-- Opening Marker --

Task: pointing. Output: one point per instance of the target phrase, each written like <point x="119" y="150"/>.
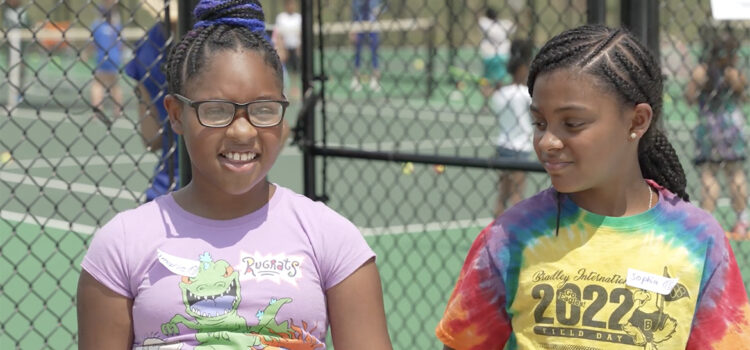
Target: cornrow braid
<point x="659" y="162"/>
<point x="221" y="25"/>
<point x="632" y="74"/>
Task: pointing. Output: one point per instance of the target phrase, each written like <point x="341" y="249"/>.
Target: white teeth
<point x="240" y="157"/>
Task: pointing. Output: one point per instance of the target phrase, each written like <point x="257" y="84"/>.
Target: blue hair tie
<point x="253" y="24"/>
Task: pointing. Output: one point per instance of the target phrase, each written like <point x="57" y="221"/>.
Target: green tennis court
<point x="68" y="176"/>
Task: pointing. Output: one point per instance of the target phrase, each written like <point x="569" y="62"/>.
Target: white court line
<point x="421" y="228"/>
<point x="47" y="222"/>
<point x="44" y="183"/>
<point x="366" y="231"/>
<point x="57" y="116"/>
<point x="61" y="162"/>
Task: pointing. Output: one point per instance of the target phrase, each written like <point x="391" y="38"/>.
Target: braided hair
<point x="221" y="25"/>
<point x="631" y="73"/>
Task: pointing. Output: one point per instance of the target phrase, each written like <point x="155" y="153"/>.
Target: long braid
<point x="221" y="25"/>
<point x="658" y="161"/>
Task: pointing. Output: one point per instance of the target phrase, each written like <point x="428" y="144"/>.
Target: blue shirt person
<point x="145" y="67"/>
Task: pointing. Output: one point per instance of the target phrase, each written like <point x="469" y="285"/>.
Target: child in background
<point x="366" y="12"/>
<point x="719" y="89"/>
<point x="287" y="32"/>
<point x="613" y="255"/>
<point x="149" y="56"/>
<point x="494" y="49"/>
<point x="230" y="260"/>
<point x="106" y="34"/>
<point x="511" y="105"/>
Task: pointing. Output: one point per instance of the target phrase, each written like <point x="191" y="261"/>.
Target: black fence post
<point x="308" y="139"/>
<point x="185" y="22"/>
<point x="596" y="12"/>
<point x="641" y="17"/>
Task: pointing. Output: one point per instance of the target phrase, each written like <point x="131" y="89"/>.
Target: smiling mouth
<point x="552" y="166"/>
<point x="239" y="156"/>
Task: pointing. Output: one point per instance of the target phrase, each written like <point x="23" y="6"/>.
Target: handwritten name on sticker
<point x="179" y="266"/>
<point x="650" y="282"/>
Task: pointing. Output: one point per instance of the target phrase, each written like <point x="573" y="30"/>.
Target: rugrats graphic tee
<point x="662" y="279"/>
<point x="257" y="281"/>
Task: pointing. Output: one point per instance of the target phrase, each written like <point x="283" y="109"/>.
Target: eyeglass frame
<point x="196" y="104"/>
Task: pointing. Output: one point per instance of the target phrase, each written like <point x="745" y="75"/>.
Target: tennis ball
<point x="418" y="64"/>
<point x="5" y="157"/>
<point x="407" y="168"/>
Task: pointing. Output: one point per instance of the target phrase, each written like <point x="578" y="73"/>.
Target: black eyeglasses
<point x="221" y="113"/>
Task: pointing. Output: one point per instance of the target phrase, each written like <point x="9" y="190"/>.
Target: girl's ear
<point x="174" y="111"/>
<point x="642" y="116"/>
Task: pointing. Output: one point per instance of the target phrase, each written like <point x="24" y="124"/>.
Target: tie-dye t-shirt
<point x="255" y="282"/>
<point x="665" y="278"/>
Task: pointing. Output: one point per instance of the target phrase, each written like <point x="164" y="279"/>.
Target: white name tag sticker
<point x="179" y="266"/>
<point x="650" y="282"/>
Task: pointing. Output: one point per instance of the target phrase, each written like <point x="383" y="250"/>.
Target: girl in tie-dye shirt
<point x="613" y="256"/>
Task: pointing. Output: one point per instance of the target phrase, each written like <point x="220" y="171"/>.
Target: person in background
<point x="287" y="32"/>
<point x="510" y="104"/>
<point x="494" y="49"/>
<point x="15" y="17"/>
<point x="718" y="87"/>
<point x="149" y="57"/>
<point x="366" y="12"/>
<point x="106" y="34"/>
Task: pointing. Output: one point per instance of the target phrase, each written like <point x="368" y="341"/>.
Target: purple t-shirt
<point x="254" y="281"/>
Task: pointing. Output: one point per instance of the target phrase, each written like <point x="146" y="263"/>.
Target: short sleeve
<point x="722" y="317"/>
<point x="475" y="317"/>
<point x="106" y="259"/>
<point x="343" y="249"/>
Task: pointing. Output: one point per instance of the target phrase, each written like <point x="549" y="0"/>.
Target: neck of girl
<point x="622" y="198"/>
<point x="212" y="203"/>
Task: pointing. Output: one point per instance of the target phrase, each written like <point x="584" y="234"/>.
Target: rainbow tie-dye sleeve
<point x="722" y="318"/>
<point x="475" y="317"/>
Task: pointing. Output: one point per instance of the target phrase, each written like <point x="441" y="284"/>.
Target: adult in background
<point x="718" y="88"/>
<point x="288" y="28"/>
<point x="145" y="68"/>
<point x="494" y="48"/>
<point x="366" y="13"/>
<point x="106" y="34"/>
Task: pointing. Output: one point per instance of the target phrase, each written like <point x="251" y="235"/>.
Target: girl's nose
<point x="548" y="141"/>
<point x="241" y="129"/>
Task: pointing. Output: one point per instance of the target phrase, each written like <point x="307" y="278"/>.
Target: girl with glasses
<point x="230" y="260"/>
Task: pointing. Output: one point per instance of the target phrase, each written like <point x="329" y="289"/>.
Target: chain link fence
<point x="71" y="151"/>
<point x="405" y="148"/>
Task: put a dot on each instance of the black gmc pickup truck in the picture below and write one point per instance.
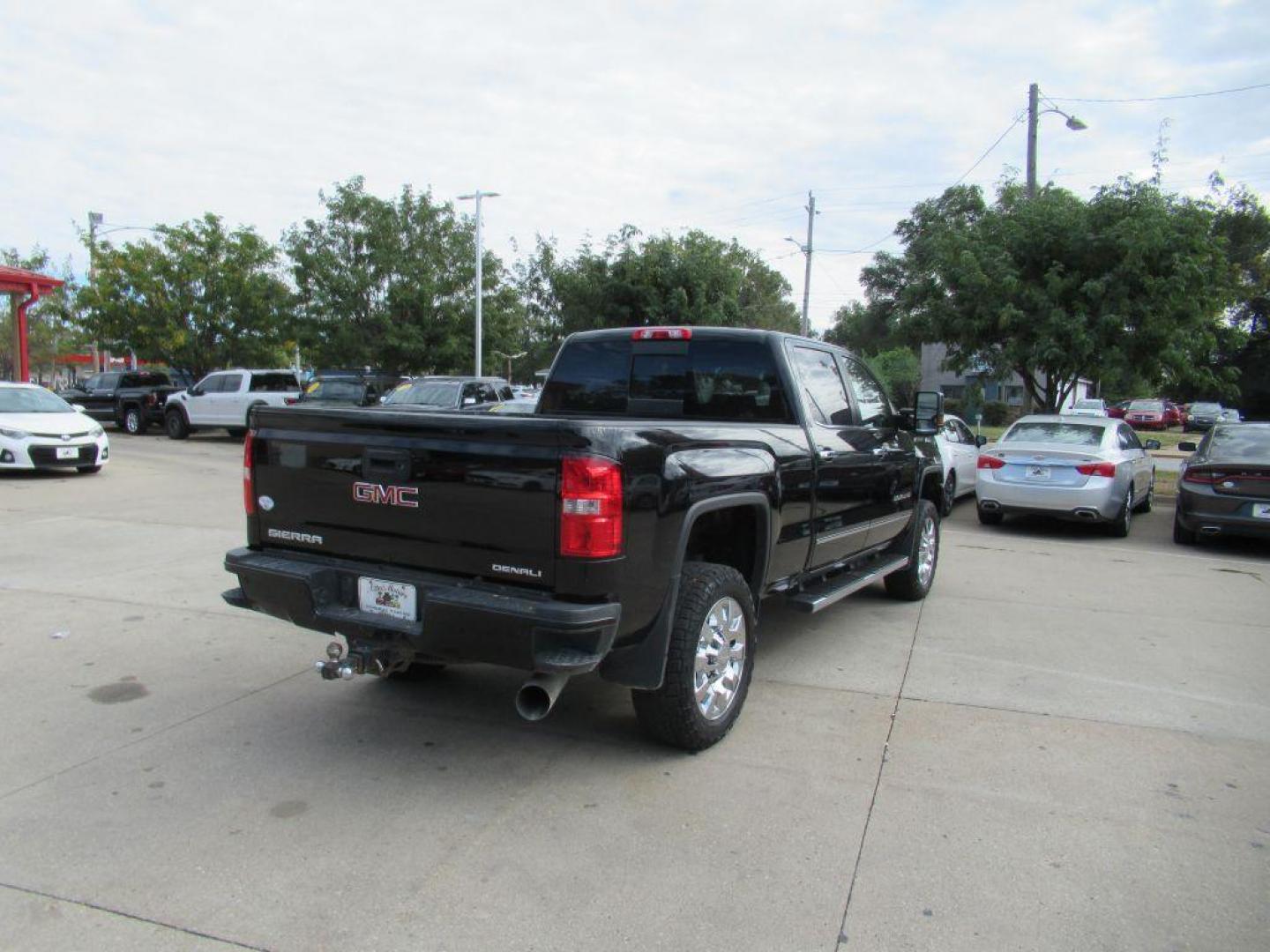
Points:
(671, 479)
(129, 398)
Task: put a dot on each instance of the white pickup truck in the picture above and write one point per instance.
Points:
(225, 398)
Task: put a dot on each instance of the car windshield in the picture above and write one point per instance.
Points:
(1244, 442)
(1072, 435)
(32, 400)
(346, 390)
(427, 394)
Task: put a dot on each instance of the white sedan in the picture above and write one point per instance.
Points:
(40, 430)
(959, 450)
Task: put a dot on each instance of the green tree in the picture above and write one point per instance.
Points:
(692, 279)
(196, 296)
(392, 285)
(1057, 288)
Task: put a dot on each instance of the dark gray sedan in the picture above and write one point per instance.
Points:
(1223, 489)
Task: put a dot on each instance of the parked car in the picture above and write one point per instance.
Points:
(1201, 417)
(40, 430)
(1152, 414)
(1084, 470)
(349, 389)
(450, 392)
(227, 398)
(1087, 407)
(669, 480)
(131, 400)
(1223, 487)
(959, 450)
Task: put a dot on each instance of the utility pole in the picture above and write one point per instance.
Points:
(478, 195)
(1033, 115)
(807, 250)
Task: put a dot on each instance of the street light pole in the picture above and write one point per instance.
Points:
(478, 195)
(1034, 113)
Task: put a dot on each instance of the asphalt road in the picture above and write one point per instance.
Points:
(1065, 747)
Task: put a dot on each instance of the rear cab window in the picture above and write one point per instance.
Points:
(704, 378)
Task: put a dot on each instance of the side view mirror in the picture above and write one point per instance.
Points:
(927, 413)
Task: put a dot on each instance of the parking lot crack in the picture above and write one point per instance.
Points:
(133, 917)
(882, 767)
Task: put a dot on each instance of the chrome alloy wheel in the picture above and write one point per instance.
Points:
(721, 658)
(927, 548)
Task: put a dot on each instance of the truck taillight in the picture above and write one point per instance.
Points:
(591, 507)
(248, 487)
(1097, 470)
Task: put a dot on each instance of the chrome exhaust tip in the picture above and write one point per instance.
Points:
(537, 695)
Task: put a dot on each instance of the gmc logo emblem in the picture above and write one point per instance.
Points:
(407, 496)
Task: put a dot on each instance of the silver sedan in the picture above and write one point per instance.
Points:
(1085, 469)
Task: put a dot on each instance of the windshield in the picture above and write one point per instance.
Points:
(32, 400)
(1070, 435)
(343, 390)
(427, 394)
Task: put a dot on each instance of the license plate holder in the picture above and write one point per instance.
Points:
(397, 599)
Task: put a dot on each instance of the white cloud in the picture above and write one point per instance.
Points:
(587, 115)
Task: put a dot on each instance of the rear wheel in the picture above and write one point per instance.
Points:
(176, 426)
(709, 661)
(923, 547)
(1119, 527)
(949, 495)
(135, 420)
(1181, 534)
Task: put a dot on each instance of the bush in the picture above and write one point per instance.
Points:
(996, 413)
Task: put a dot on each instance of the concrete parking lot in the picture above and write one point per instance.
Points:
(1065, 747)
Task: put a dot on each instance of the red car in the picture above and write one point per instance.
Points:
(1152, 414)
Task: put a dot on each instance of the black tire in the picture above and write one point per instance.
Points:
(1148, 502)
(949, 495)
(176, 424)
(671, 714)
(1181, 534)
(1120, 524)
(135, 421)
(912, 583)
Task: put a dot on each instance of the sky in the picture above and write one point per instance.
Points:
(587, 115)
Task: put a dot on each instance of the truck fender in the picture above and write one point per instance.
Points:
(643, 666)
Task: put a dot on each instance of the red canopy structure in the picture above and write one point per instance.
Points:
(18, 280)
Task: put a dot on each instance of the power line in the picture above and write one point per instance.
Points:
(1161, 100)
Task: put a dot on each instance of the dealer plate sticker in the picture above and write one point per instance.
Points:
(392, 598)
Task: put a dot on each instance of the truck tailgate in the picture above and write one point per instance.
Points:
(465, 494)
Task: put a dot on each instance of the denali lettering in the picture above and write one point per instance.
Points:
(519, 570)
(407, 496)
(288, 536)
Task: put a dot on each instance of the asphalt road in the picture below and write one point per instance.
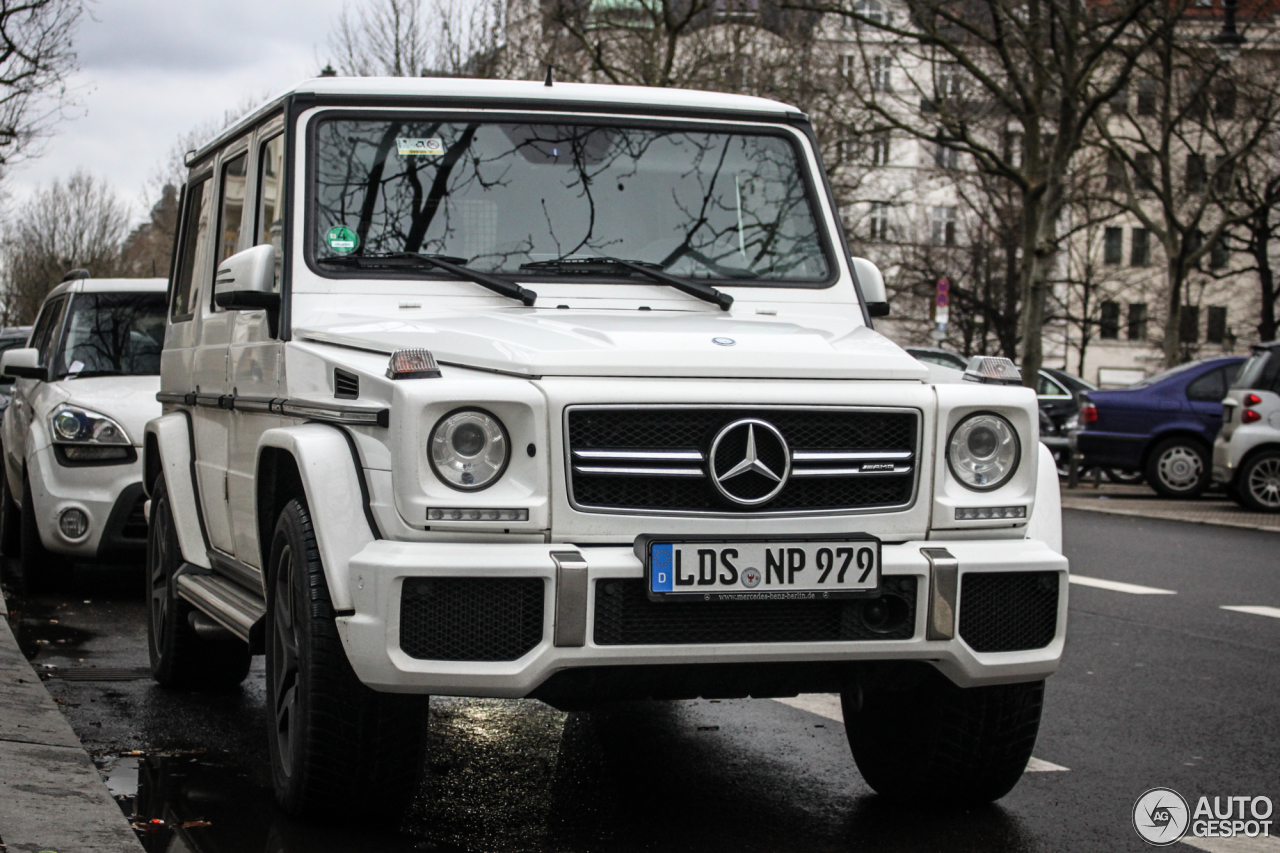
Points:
(1155, 690)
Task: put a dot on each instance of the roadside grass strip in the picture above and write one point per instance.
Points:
(827, 705)
(1238, 844)
(1115, 585)
(1274, 612)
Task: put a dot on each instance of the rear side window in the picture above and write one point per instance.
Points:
(1208, 388)
(195, 240)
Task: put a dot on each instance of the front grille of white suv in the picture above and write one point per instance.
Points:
(657, 459)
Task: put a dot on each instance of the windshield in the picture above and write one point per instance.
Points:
(112, 333)
(699, 204)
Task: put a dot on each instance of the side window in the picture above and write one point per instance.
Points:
(270, 200)
(232, 215)
(195, 241)
(46, 334)
(1208, 388)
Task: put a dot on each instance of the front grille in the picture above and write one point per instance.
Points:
(657, 459)
(136, 521)
(625, 616)
(1008, 611)
(470, 619)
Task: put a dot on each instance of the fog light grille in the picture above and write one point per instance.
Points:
(1008, 611)
(470, 619)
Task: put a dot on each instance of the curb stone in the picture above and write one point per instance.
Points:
(51, 797)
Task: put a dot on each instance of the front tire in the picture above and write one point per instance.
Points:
(337, 746)
(944, 744)
(1178, 468)
(1258, 483)
(179, 657)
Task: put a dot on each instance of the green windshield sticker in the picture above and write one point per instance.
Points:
(342, 240)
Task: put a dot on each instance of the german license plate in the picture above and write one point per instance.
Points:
(744, 569)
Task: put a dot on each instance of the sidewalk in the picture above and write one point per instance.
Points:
(51, 797)
(1212, 507)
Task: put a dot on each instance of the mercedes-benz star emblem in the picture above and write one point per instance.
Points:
(758, 461)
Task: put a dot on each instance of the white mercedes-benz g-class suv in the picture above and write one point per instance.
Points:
(501, 389)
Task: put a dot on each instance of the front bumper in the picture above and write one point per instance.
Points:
(109, 495)
(371, 632)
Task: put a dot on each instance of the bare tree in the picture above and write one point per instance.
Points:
(1014, 85)
(78, 224)
(35, 59)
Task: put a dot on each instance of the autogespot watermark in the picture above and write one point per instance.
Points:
(1161, 816)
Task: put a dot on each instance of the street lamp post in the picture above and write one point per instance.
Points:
(1228, 41)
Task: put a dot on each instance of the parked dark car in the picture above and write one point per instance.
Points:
(1162, 425)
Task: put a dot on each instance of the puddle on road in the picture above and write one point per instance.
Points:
(192, 801)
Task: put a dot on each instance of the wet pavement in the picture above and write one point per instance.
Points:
(1153, 690)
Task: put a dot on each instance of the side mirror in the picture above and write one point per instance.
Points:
(872, 284)
(246, 281)
(23, 363)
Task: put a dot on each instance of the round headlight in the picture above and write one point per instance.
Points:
(983, 451)
(469, 448)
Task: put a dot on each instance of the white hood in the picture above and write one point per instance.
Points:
(131, 401)
(549, 342)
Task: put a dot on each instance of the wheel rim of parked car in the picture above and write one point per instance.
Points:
(1265, 482)
(1180, 468)
(159, 553)
(284, 647)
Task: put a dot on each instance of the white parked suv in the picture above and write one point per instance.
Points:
(83, 389)
(502, 389)
(1247, 450)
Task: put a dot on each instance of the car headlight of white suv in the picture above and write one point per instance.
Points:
(87, 436)
(469, 450)
(983, 451)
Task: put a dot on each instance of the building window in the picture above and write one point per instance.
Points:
(1112, 246)
(880, 149)
(1109, 322)
(1137, 320)
(1188, 323)
(1139, 247)
(942, 227)
(1196, 173)
(1217, 258)
(882, 74)
(1215, 331)
(878, 220)
(947, 82)
(1147, 89)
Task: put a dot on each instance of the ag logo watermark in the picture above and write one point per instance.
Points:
(1161, 817)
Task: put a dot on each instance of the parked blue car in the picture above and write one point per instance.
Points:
(1162, 427)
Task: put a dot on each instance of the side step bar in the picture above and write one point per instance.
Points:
(227, 602)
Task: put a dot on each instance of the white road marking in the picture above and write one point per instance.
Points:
(1274, 612)
(827, 705)
(1242, 844)
(1115, 585)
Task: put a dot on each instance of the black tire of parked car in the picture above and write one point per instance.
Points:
(1257, 486)
(41, 570)
(338, 748)
(944, 744)
(1179, 468)
(179, 657)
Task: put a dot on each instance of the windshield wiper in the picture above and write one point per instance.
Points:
(653, 272)
(453, 265)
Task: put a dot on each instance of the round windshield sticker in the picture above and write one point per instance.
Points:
(342, 240)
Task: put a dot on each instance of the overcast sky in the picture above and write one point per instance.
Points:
(152, 69)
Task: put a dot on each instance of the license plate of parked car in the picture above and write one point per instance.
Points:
(750, 570)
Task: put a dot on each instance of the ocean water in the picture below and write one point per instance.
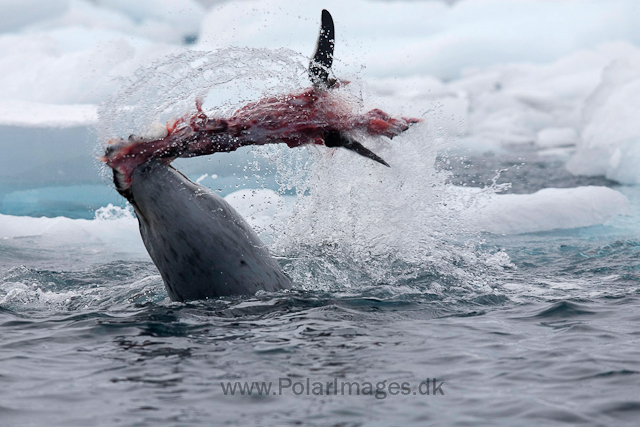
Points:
(491, 276)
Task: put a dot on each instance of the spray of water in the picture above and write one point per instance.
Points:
(355, 223)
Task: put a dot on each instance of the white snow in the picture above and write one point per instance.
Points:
(561, 75)
(547, 209)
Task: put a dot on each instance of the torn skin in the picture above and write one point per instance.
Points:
(309, 117)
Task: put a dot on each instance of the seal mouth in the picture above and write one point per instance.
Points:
(338, 139)
(316, 115)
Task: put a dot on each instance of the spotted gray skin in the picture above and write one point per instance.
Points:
(202, 247)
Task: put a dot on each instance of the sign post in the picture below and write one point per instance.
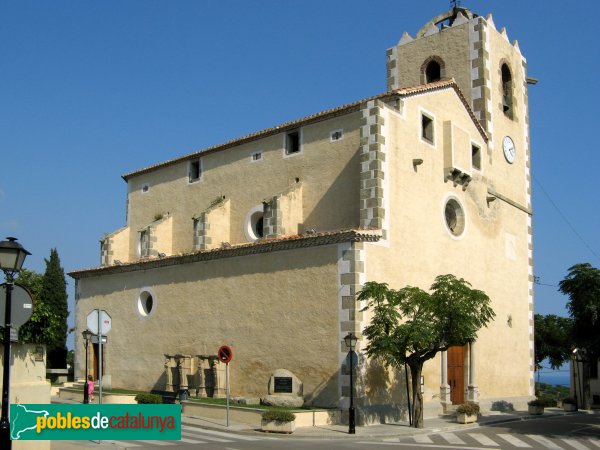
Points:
(225, 354)
(99, 323)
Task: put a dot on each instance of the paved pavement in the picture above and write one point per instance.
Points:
(337, 432)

-- Closing Marker --

#### [WHAT IS NEEDED]
Look through the listing and return each line containing the word "dark".

#### [TASK ANSWER]
Task: put a dot on each instance of the dark gray sedan in the picture above and write one point per instance.
Task: put a dot on each instance of the parked dark car in the picture above and write one point per instance.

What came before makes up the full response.